* Begin Source material *

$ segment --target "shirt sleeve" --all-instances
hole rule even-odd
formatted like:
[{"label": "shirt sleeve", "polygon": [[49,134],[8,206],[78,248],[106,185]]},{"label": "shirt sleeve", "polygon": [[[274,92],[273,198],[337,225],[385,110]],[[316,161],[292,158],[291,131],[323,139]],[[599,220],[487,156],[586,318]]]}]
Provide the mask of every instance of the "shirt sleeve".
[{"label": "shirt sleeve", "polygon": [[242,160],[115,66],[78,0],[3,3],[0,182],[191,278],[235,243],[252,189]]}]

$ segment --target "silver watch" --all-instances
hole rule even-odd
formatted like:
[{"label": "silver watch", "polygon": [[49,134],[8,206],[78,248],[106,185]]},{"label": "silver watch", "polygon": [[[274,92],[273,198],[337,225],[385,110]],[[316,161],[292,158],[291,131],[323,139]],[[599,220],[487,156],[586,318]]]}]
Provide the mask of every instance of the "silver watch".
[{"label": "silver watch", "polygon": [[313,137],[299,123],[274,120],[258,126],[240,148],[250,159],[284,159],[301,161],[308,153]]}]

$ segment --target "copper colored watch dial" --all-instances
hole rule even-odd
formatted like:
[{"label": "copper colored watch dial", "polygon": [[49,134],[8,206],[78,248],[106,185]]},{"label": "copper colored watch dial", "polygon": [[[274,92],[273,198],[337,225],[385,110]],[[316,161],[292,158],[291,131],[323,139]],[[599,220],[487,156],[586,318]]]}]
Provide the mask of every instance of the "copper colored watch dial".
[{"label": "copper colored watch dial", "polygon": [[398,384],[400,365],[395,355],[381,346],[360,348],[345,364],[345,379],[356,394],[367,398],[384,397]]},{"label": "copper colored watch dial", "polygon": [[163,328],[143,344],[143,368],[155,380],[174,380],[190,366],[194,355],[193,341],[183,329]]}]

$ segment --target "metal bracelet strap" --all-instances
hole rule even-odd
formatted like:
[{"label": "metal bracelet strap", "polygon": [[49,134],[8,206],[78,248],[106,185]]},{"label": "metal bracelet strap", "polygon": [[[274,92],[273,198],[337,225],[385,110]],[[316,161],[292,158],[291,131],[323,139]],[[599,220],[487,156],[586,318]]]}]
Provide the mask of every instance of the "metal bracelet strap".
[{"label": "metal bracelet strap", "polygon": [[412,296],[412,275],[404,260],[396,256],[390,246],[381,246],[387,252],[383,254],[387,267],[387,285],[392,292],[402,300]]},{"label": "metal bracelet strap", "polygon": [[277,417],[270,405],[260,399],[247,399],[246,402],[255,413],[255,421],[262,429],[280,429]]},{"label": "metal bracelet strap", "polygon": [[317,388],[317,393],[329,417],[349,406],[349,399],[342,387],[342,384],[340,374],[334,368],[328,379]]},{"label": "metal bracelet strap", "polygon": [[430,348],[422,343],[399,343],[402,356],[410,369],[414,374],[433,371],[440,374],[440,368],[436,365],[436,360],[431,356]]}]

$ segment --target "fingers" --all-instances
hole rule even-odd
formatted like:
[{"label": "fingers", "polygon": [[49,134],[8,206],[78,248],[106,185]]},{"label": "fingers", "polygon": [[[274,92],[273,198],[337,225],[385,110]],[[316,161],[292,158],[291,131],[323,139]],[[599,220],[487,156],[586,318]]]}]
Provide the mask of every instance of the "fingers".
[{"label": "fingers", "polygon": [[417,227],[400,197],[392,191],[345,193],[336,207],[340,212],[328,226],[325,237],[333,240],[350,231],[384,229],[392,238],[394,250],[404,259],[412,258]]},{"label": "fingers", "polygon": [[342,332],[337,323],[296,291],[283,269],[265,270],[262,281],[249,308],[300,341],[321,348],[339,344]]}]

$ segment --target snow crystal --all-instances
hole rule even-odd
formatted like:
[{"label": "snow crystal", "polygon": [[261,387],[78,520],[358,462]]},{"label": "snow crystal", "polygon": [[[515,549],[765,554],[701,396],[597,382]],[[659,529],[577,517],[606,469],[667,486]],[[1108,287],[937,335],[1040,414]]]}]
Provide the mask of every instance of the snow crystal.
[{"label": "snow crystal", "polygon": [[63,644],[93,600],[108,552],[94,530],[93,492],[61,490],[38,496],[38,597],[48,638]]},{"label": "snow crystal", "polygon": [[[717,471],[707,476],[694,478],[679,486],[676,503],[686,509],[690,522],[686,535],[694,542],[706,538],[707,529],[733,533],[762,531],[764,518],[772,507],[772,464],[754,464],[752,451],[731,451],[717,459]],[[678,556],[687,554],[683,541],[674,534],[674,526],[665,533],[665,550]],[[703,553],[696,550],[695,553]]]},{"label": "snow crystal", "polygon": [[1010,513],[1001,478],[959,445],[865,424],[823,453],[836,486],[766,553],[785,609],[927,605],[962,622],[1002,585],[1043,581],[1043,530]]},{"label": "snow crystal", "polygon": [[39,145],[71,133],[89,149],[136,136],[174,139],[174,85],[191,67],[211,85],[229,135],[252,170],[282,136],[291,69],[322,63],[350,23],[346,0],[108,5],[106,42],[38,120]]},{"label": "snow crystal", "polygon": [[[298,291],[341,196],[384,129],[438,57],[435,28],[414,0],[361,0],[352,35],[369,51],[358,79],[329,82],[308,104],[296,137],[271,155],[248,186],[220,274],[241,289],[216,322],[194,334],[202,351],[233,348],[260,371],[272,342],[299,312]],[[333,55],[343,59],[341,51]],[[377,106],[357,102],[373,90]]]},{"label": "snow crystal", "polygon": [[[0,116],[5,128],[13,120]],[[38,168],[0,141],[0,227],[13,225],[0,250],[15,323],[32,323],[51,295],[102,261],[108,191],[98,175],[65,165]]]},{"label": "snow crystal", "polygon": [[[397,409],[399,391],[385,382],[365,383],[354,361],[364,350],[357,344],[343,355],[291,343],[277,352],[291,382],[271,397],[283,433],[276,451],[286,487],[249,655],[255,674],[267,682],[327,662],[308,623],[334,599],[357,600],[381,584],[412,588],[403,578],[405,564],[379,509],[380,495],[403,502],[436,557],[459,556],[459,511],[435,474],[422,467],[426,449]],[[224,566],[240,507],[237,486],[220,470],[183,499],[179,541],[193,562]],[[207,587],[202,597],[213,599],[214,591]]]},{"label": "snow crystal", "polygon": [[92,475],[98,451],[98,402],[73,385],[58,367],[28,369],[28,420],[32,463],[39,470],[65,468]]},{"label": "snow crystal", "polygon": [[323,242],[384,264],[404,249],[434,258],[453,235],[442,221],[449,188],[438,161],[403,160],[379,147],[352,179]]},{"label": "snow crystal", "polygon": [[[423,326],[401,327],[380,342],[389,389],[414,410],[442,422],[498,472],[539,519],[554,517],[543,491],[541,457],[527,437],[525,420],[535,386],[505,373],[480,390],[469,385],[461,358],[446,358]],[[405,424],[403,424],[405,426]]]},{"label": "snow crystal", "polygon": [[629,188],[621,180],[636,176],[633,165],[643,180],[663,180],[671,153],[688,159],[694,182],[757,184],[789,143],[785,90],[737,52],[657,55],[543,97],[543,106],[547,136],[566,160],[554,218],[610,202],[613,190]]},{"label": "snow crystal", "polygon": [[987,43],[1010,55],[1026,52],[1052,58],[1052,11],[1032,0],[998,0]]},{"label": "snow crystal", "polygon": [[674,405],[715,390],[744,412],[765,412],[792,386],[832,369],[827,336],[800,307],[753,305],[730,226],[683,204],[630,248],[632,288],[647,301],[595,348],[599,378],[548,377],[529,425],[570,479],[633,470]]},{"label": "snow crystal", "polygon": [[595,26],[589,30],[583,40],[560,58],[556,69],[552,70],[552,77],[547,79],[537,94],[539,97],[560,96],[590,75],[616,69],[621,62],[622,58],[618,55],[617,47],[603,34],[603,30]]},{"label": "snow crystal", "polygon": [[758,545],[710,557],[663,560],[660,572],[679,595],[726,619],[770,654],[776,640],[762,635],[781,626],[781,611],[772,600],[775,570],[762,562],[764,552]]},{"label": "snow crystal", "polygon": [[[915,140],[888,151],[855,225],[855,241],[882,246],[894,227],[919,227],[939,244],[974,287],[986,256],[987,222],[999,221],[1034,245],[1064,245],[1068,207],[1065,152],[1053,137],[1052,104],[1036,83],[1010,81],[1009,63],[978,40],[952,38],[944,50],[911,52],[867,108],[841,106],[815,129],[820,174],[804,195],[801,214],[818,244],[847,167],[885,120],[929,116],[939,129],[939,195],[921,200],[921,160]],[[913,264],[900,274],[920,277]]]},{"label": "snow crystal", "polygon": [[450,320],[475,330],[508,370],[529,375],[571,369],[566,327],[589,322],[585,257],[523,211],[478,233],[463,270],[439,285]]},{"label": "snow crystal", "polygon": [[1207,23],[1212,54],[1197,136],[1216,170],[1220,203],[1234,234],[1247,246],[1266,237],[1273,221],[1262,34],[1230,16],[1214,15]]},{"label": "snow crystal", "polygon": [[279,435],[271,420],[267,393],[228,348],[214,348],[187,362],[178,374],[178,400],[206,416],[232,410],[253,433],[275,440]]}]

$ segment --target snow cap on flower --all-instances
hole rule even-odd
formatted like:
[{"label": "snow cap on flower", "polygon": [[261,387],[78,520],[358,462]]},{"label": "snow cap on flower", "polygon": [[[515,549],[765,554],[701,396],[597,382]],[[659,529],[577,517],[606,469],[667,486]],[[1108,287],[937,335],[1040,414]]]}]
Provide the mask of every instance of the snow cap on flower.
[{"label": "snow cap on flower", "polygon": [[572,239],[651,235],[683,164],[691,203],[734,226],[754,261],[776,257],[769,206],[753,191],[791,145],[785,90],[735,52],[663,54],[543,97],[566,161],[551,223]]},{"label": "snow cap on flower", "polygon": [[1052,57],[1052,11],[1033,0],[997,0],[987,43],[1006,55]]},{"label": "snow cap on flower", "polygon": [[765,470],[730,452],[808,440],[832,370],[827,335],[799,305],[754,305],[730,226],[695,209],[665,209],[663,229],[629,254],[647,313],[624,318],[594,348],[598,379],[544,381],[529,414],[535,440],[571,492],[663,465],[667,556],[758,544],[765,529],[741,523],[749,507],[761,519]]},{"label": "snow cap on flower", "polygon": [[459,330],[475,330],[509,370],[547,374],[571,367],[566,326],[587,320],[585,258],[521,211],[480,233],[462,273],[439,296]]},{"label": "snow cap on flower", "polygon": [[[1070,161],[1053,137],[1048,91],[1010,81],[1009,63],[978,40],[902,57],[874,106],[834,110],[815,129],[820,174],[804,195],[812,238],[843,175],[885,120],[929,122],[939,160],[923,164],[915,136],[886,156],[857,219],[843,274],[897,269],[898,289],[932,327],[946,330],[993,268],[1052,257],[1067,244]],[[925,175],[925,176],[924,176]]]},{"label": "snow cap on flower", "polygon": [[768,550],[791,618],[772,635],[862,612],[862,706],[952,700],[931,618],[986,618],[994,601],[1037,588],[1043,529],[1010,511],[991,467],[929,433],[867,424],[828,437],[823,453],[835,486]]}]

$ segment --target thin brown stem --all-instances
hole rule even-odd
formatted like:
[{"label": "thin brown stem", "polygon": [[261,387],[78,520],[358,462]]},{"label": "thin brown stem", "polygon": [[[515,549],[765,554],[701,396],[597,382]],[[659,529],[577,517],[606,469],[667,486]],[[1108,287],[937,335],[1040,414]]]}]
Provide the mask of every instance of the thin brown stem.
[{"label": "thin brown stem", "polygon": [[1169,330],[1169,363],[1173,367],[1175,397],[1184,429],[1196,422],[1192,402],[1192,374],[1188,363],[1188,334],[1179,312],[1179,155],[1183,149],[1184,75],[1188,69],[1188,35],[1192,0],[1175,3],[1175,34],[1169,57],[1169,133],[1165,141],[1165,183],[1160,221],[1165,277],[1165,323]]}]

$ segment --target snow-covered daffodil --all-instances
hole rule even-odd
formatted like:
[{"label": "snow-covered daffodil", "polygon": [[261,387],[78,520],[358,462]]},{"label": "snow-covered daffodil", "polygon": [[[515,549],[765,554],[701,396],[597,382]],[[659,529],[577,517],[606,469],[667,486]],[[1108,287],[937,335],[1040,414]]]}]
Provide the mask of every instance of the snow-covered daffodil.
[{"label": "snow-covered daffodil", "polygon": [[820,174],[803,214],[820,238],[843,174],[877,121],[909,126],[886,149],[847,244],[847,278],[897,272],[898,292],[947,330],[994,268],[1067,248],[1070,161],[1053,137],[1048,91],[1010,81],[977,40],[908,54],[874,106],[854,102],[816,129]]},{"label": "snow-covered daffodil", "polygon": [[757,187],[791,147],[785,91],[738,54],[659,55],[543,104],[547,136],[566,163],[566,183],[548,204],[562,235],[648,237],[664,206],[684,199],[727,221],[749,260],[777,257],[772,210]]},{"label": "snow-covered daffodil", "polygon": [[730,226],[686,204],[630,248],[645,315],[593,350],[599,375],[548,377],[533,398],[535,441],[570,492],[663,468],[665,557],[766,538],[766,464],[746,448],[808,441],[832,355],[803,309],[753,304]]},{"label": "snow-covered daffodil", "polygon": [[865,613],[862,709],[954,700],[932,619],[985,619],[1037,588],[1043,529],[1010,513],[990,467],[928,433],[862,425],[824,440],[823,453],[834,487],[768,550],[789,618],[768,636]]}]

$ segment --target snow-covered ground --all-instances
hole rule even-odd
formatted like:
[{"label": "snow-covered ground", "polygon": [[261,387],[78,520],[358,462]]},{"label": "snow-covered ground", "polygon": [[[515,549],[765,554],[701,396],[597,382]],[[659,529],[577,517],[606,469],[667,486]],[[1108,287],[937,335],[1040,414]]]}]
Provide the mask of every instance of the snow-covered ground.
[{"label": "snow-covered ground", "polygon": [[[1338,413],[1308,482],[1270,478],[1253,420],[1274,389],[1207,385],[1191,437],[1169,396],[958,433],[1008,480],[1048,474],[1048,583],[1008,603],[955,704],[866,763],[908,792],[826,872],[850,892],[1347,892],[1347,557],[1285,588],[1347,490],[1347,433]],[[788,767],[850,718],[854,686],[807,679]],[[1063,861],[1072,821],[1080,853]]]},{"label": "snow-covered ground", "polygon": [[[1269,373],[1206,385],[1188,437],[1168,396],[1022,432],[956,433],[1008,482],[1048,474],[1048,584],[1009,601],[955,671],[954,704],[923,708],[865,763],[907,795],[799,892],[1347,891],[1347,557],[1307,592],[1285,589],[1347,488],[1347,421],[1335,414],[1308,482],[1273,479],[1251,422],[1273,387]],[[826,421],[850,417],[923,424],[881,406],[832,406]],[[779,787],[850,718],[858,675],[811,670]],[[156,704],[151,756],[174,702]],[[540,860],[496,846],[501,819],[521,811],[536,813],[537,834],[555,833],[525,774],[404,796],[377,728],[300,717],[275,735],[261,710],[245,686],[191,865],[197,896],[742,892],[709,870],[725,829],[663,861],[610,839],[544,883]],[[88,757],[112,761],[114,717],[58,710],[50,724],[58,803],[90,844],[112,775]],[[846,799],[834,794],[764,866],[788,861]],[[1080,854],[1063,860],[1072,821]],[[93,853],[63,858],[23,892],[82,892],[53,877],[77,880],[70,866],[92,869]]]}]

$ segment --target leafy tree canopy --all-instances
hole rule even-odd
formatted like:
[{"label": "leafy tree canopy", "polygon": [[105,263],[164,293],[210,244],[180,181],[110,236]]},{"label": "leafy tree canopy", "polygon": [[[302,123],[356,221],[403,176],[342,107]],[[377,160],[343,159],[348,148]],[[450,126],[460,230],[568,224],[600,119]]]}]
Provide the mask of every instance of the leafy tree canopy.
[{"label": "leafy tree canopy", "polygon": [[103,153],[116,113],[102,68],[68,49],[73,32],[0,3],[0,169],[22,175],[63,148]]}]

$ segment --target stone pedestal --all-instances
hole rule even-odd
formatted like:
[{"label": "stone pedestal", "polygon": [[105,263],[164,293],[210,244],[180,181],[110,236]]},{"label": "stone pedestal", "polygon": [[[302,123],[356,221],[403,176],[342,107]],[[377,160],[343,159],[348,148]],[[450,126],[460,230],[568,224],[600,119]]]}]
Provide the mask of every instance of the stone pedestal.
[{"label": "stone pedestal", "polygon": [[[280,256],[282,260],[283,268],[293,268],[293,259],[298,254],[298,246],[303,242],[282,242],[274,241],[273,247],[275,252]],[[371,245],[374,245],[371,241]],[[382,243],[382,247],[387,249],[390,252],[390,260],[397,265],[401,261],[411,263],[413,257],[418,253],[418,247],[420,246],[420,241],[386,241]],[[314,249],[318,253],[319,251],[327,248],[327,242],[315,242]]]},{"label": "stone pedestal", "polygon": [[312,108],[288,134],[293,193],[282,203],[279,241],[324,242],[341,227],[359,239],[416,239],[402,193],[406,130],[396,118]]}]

* End Source material *

▶ **The task**:
Recast the lines of the items, from the line containing "stone pedestal --all-instances" through the final line of the items, both included, as a JSON list of strings with one string per line and blank lines omitted.

▶ **Written response**:
[
  "$ segment --target stone pedestal --all-instances",
  "hole rule even-odd",
  "formatted like:",
  "[{\"label\": \"stone pedestal\", \"polygon\": [[105,263],[164,293],[210,244],[180,181],[110,236]]},{\"label\": \"stone pedestal\", \"polygon\": [[[302,123],[356,221],[403,176],[342,107]],[[377,160],[343,159],[348,148]],[[450,126],[460,230],[568,224],[600,119]]]}]",
  "Provide the mask of every instance of the stone pedestal.",
  "[{\"label\": \"stone pedestal\", \"polygon\": [[[280,256],[282,260],[283,268],[293,268],[293,259],[298,254],[298,246],[303,242],[282,242],[274,241],[273,247],[275,252]],[[371,245],[374,245],[371,241]],[[382,243],[382,247],[387,249],[390,252],[390,260],[397,265],[401,261],[411,263],[413,257],[418,253],[418,247],[420,246],[420,241],[386,241]],[[314,249],[318,253],[319,251],[327,248],[327,242],[315,242]]]},{\"label\": \"stone pedestal\", \"polygon\": [[312,108],[288,134],[293,193],[282,203],[279,241],[324,242],[341,227],[359,239],[416,239],[402,193],[406,130],[396,118]]}]"
]